Description of the task
Report back each line of the records that contains the string "horse".

--- Records provided ---

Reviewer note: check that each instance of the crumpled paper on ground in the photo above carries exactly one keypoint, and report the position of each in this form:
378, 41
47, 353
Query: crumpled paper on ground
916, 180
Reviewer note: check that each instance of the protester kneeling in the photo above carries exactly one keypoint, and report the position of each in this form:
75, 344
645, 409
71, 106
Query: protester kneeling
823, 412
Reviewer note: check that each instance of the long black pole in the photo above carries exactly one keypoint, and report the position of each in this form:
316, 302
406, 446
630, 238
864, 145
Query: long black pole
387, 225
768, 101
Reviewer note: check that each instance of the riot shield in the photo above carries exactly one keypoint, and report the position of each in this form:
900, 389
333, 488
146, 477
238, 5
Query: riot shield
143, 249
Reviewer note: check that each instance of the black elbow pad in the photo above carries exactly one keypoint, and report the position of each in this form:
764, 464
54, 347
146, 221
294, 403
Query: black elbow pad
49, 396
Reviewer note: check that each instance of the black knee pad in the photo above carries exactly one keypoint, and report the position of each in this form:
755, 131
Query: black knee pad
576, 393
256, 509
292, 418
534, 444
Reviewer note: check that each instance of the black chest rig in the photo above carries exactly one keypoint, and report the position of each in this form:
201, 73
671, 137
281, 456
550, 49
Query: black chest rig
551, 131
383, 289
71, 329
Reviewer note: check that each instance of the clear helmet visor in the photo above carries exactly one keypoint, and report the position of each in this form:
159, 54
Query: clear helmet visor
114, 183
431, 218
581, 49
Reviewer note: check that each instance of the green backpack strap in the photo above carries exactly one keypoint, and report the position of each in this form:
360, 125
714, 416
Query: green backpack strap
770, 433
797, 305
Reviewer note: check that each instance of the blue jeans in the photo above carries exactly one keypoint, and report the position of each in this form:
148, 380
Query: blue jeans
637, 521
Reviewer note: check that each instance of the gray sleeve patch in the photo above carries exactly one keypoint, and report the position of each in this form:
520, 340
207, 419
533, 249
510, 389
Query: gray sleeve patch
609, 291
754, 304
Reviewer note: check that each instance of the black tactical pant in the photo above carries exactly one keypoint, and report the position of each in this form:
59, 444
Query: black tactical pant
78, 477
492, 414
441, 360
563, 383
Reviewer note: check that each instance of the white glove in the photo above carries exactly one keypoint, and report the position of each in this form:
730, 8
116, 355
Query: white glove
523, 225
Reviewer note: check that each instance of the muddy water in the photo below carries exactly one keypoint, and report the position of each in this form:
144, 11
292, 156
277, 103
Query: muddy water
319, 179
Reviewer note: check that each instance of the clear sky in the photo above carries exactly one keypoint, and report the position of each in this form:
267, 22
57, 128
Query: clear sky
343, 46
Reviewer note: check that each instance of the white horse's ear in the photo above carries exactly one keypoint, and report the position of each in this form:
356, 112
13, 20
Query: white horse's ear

---

Result
Reviewer note: check that each instance of the white horse's ear in the photo above carries exactly one keypoint, and report the position of each in this form:
Query: white horse's ear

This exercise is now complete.